---------- Listing

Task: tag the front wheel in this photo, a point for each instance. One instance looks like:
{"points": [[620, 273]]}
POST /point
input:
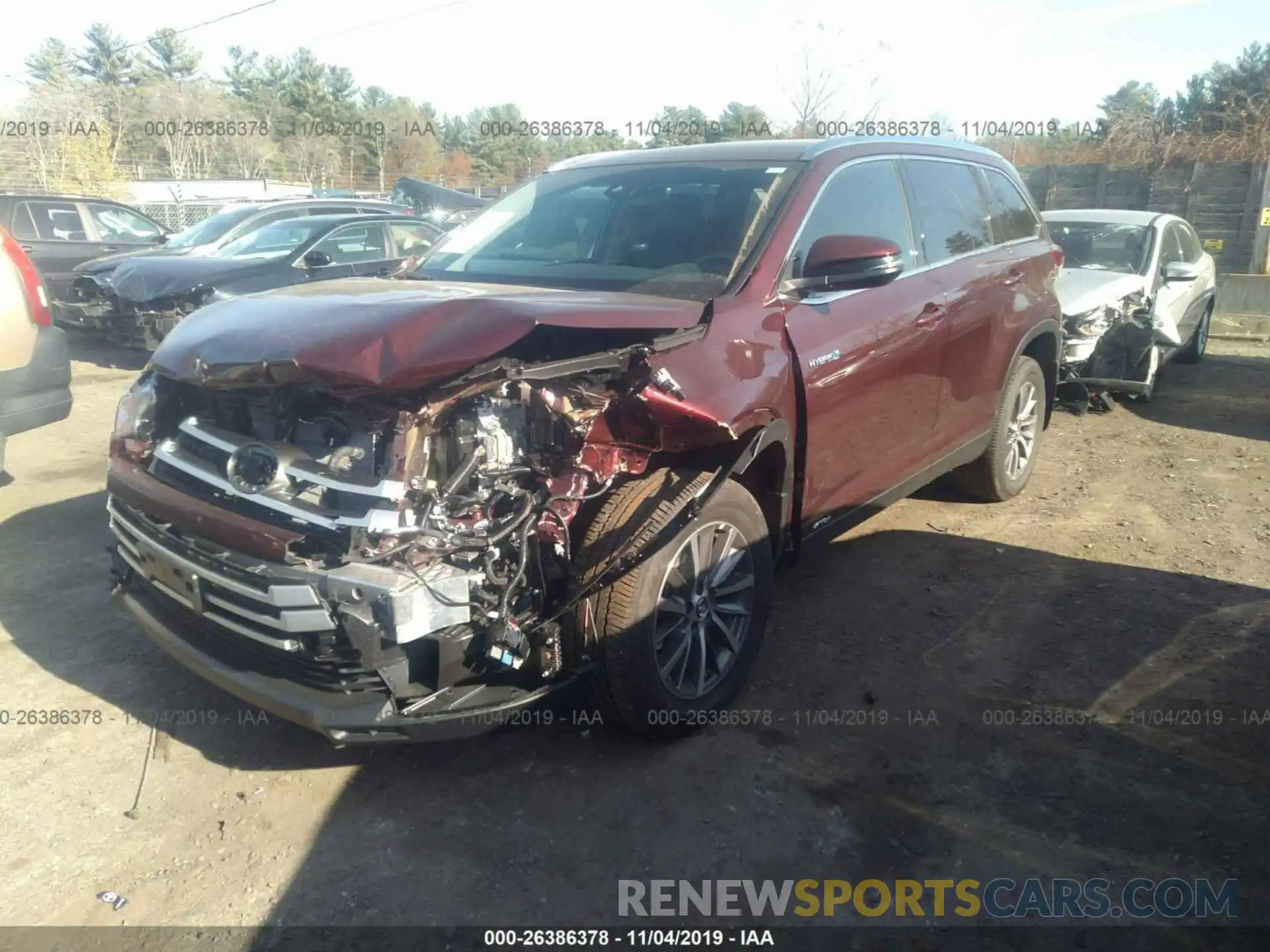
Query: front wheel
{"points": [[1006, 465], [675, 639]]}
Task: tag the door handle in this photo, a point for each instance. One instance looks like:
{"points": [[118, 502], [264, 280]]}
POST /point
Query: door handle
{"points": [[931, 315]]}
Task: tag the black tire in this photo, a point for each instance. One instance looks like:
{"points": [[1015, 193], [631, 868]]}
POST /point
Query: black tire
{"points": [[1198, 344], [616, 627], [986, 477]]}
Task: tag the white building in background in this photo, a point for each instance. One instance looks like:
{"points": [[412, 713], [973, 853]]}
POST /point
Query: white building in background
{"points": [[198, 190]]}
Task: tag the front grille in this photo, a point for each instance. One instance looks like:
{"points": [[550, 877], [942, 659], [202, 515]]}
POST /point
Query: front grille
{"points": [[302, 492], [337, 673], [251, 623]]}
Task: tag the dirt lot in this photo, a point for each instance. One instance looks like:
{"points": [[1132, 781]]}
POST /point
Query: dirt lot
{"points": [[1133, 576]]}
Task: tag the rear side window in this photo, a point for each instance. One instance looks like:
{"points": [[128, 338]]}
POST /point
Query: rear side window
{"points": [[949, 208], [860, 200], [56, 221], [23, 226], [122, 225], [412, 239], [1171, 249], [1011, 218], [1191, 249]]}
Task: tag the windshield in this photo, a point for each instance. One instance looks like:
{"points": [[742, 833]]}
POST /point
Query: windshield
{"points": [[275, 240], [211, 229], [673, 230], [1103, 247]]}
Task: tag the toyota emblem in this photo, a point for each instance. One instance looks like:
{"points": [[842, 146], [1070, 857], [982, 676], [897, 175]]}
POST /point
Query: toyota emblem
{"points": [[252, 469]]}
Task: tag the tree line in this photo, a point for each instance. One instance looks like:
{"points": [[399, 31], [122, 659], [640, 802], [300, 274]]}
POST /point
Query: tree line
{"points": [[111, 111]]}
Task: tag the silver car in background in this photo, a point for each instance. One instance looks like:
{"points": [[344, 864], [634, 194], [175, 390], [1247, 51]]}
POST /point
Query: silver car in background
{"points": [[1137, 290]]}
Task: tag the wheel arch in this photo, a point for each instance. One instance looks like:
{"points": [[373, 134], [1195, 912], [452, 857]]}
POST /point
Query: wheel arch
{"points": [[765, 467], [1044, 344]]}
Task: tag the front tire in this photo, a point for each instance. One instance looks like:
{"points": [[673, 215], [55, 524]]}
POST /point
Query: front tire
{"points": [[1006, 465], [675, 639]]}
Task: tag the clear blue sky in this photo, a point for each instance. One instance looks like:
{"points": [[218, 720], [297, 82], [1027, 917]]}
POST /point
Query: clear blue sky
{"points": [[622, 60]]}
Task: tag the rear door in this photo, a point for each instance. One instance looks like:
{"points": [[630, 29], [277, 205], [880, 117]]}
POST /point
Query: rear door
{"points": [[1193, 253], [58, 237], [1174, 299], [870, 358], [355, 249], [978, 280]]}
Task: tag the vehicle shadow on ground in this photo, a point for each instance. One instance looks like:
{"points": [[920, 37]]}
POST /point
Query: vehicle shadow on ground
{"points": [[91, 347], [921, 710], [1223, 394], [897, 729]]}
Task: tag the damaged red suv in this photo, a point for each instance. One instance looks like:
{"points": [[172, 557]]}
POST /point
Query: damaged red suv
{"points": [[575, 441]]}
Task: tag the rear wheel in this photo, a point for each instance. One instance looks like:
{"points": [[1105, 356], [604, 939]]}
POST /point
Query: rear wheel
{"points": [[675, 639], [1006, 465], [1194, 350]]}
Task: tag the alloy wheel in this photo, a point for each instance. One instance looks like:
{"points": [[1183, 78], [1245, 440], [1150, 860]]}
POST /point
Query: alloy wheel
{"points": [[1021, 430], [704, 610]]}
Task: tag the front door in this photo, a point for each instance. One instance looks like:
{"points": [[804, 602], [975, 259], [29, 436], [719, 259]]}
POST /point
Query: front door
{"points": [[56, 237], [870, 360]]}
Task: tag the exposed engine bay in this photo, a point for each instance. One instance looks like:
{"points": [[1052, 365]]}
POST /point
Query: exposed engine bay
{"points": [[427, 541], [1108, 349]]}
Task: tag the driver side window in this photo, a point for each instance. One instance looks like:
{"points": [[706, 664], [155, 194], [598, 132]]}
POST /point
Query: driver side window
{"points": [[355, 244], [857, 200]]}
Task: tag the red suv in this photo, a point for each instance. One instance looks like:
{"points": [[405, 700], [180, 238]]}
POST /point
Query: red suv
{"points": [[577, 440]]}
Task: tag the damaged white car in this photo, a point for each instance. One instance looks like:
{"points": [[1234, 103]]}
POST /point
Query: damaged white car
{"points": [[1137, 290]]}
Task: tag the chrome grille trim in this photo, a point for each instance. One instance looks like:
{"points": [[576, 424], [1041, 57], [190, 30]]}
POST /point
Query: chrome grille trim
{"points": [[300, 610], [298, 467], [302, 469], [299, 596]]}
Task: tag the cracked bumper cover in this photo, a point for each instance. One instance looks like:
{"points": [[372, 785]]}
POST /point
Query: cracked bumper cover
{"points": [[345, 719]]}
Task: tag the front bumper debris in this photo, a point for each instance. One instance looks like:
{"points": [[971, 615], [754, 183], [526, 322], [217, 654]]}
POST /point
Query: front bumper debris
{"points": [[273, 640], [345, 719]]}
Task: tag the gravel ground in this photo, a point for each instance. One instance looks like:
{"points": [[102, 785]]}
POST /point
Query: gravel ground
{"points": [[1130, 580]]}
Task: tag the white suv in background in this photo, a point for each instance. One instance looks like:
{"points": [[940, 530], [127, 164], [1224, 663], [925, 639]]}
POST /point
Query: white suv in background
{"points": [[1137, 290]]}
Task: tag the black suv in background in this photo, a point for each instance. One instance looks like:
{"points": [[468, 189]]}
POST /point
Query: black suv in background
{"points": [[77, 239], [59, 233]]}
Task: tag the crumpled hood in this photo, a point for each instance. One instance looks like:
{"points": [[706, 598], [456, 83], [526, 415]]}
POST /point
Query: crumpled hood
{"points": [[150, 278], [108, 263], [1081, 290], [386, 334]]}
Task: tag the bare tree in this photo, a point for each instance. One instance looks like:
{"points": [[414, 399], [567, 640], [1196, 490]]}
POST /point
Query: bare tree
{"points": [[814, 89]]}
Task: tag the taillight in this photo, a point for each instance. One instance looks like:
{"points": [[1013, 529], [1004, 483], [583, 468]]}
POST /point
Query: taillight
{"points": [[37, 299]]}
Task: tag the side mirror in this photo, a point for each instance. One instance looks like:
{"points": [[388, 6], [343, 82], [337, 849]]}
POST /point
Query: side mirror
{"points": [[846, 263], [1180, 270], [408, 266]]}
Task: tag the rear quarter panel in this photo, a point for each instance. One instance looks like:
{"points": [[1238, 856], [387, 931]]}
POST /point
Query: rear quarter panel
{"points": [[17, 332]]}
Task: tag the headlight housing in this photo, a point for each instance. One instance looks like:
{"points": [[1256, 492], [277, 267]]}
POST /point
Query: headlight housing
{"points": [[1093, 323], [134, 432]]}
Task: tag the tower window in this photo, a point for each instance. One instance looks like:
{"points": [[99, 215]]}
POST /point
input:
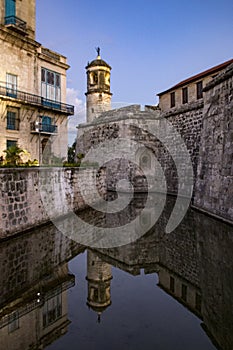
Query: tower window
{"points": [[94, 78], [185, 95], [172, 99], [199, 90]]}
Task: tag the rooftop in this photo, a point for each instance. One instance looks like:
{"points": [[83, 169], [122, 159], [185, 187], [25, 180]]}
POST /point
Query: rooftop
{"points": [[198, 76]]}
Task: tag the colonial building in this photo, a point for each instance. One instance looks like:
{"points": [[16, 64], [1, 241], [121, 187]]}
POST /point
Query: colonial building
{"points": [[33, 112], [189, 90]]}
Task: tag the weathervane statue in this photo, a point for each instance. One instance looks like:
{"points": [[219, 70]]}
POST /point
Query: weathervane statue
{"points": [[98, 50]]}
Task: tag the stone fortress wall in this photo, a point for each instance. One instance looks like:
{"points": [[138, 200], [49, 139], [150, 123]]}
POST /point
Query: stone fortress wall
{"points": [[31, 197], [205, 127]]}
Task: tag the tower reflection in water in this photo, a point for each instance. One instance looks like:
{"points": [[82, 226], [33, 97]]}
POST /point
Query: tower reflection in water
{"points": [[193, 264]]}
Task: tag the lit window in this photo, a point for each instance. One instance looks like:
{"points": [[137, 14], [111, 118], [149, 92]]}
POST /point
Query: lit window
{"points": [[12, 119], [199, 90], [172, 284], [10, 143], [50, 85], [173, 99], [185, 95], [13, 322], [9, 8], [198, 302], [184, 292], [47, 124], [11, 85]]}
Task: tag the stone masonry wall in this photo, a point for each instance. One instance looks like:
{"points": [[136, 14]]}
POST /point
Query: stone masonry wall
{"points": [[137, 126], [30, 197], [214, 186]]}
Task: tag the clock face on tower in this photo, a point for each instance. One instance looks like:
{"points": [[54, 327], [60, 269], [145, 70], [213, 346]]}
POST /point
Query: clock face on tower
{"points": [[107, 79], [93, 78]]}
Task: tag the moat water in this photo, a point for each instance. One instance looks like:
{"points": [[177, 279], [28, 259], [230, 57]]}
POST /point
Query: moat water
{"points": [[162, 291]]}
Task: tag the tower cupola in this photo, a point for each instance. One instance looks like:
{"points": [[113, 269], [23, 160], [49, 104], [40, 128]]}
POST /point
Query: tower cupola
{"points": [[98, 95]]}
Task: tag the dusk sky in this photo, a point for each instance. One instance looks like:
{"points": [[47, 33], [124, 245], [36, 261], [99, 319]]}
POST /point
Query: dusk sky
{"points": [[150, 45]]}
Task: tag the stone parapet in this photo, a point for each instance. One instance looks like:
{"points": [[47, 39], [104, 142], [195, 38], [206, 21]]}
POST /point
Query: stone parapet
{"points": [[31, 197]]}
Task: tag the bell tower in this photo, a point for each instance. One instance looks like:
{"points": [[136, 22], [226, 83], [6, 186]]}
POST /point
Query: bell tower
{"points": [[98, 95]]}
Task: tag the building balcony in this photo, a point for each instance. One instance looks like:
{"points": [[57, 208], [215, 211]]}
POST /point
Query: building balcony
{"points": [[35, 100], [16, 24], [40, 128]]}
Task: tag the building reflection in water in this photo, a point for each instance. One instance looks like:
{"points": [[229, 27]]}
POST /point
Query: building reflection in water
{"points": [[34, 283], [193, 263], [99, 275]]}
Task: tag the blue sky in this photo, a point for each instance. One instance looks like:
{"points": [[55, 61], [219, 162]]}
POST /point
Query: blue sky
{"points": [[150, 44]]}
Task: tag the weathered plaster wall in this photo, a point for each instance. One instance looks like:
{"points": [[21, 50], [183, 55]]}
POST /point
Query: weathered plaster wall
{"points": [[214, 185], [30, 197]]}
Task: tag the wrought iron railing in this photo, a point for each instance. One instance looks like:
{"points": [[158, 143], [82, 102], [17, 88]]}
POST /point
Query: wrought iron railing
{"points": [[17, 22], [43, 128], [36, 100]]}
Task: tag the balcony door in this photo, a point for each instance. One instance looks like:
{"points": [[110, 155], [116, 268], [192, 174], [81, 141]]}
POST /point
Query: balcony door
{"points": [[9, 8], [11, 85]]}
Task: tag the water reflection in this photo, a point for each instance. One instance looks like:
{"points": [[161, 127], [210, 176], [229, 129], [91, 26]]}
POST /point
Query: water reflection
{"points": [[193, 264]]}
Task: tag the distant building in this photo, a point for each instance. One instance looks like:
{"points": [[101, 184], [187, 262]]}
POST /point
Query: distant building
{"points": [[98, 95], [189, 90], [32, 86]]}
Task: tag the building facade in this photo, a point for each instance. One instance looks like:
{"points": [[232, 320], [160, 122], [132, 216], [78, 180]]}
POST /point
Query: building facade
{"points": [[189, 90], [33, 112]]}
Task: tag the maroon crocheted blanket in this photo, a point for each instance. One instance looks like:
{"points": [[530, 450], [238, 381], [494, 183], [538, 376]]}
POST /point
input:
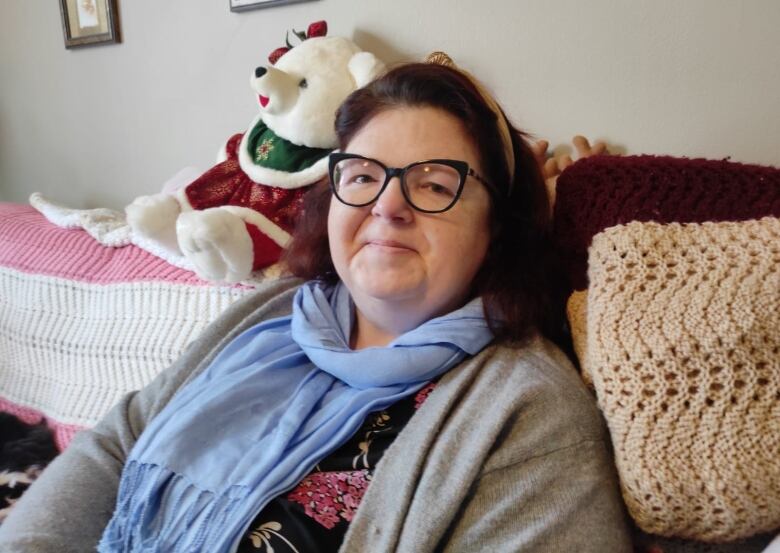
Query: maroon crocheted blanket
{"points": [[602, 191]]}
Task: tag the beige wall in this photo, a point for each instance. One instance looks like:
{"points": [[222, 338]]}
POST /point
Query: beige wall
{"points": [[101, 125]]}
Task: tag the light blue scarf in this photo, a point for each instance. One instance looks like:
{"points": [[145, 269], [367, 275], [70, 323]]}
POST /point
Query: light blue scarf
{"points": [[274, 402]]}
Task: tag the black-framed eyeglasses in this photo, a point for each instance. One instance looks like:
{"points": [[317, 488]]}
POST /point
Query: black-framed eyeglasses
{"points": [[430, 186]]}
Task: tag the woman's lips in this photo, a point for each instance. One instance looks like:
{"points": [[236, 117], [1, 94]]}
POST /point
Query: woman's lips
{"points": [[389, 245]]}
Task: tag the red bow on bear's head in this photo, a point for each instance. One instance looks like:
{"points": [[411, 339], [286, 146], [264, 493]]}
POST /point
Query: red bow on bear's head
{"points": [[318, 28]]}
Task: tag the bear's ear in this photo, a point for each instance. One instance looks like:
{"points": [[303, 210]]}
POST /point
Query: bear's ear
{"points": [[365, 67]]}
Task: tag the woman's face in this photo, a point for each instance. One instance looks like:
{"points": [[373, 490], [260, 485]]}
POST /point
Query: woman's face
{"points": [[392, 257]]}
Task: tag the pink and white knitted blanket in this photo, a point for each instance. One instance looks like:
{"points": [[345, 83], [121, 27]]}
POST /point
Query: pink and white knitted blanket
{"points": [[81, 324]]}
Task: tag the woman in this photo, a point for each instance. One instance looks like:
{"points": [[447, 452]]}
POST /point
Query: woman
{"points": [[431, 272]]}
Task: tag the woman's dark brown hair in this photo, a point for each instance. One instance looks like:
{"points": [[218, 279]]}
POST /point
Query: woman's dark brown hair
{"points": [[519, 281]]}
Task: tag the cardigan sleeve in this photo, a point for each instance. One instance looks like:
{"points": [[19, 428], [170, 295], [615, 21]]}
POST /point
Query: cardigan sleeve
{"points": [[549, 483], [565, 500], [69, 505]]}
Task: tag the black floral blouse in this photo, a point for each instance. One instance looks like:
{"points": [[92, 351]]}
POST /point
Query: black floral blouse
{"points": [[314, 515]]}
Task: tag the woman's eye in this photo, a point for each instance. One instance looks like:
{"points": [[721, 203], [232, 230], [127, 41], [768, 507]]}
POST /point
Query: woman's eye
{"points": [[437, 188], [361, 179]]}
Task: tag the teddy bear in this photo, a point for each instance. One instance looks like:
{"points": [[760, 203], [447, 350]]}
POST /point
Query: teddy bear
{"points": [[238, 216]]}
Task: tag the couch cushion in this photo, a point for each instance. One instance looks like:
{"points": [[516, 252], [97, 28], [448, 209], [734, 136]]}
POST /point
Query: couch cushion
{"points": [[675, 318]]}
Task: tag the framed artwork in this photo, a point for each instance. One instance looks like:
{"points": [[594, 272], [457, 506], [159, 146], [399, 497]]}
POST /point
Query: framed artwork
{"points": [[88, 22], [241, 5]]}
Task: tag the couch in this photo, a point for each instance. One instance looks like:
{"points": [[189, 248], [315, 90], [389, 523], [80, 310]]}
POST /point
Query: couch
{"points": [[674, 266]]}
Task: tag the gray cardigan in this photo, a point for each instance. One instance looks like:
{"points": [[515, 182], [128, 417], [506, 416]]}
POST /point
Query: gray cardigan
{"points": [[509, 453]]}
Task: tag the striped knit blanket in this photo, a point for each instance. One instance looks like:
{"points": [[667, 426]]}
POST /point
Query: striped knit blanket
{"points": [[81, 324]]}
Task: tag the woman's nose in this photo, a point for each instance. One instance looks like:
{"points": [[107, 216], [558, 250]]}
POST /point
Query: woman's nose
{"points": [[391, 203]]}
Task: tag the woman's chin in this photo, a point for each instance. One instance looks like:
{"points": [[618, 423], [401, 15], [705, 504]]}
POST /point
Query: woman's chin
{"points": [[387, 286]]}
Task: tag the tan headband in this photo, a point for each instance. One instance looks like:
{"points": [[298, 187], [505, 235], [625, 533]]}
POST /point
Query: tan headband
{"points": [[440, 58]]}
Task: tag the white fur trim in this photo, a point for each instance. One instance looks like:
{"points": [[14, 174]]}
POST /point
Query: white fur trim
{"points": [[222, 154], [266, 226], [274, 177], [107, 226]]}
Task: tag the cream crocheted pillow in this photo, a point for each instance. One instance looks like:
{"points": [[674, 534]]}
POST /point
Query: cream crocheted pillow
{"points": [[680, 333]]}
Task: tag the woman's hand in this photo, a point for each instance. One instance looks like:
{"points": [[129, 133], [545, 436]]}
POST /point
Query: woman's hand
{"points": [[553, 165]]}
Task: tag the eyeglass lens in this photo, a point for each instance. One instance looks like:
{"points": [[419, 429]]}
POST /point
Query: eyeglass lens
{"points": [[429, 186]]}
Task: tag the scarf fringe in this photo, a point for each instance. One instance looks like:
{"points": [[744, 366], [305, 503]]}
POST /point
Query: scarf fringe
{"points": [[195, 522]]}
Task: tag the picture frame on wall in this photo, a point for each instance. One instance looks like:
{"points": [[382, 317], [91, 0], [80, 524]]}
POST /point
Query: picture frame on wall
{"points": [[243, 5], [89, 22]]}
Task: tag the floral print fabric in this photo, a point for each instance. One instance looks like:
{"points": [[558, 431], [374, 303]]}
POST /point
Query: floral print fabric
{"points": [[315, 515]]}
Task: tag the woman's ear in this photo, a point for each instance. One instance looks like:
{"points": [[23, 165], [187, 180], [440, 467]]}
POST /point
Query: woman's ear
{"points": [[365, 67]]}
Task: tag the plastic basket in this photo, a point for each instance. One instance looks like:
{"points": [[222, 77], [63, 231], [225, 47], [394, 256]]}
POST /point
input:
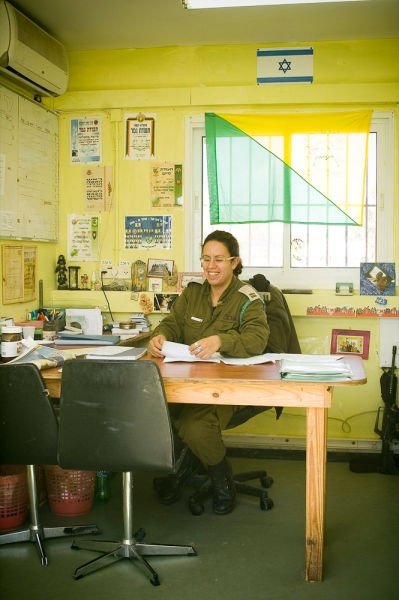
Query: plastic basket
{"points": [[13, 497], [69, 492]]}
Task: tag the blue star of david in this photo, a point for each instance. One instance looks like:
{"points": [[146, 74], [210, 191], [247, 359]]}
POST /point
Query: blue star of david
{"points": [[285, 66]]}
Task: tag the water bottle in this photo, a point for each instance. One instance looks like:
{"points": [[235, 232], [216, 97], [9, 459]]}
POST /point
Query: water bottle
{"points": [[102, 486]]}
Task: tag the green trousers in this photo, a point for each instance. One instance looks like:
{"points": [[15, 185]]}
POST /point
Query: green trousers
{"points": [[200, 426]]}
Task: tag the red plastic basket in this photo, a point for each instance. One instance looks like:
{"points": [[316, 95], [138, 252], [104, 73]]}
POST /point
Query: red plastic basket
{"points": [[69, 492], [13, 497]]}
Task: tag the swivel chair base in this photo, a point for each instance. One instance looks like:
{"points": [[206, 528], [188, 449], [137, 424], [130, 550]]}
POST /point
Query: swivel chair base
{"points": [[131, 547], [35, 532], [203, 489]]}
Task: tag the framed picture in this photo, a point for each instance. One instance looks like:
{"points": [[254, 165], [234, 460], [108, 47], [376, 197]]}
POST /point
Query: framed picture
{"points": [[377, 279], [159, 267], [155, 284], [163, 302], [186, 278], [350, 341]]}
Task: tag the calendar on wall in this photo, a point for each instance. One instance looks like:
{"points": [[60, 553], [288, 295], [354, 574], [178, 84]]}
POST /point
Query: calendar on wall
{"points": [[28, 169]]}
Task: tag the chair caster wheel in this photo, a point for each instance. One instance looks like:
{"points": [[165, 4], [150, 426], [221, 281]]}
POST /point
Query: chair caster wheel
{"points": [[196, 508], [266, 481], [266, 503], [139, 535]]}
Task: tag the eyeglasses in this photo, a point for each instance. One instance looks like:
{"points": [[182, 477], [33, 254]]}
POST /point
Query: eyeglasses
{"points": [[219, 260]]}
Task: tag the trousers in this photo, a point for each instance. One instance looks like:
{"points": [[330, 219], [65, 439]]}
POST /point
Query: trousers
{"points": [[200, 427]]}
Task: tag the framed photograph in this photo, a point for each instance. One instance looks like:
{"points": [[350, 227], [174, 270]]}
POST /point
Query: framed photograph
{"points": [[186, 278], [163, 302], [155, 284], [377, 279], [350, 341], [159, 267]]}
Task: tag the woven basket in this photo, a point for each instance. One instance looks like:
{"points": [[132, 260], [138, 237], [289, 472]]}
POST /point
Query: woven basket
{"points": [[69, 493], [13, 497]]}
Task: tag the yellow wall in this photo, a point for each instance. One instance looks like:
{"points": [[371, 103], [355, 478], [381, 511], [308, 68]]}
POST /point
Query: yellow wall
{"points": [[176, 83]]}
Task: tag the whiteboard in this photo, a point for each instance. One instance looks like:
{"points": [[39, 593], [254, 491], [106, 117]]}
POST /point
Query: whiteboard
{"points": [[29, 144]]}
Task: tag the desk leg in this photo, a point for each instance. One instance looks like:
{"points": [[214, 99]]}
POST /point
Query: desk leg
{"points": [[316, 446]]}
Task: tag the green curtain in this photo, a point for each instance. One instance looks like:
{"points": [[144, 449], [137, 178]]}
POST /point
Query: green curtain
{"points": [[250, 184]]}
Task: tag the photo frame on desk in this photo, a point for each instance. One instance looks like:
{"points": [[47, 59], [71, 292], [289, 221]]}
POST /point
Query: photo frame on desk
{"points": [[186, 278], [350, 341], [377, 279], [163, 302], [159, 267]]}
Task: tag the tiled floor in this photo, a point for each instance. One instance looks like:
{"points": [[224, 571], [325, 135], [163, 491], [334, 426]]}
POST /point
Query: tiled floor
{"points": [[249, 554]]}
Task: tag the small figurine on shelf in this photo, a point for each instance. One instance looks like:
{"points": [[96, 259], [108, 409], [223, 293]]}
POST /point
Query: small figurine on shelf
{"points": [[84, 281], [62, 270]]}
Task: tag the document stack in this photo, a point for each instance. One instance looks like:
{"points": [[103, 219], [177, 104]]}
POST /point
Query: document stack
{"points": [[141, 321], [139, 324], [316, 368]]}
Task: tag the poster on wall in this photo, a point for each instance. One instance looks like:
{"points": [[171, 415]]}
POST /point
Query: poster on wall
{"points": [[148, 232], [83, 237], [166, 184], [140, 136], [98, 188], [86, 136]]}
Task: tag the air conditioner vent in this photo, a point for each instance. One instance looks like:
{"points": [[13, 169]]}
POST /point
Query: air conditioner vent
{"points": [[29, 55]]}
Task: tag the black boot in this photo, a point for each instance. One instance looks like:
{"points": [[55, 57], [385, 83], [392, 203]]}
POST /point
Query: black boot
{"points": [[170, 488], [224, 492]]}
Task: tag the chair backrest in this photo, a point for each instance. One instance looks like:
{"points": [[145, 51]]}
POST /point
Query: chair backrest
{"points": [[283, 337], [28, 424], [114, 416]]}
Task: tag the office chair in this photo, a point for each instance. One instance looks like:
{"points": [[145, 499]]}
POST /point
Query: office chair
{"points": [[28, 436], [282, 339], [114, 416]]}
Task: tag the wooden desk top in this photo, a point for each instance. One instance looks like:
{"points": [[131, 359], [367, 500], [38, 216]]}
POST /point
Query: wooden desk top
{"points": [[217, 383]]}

--------------------

§ Problem statement:
Exactly as written, give again every line from the one containing "Task: tag the black boot" through the last line of the material above, and no other lines.

§ Final answer:
Task: tag the black boot in this photo, a point for each instance. One instance looks like:
{"points": [[55, 57], [385, 83], [392, 203]]}
POST /point
Query: black boot
{"points": [[170, 488], [224, 492]]}
Task: tag the chair backrest in this photo, a point for each instance. One instance looks like:
{"points": [[145, 51]]}
POST /point
Query: chair backrest
{"points": [[283, 337], [28, 424], [114, 416]]}
Task: tag the office chair in this photo, a point for each instance. One instance looks like:
{"points": [[145, 499]]}
POST /point
Query: office chair
{"points": [[28, 436], [282, 339], [114, 416]]}
Task: tag the wooden desk top in this photo, a point for each instance. One instance looks like:
{"points": [[131, 359], [367, 500], [38, 216]]}
POST /point
Query: wooden desk top
{"points": [[217, 383]]}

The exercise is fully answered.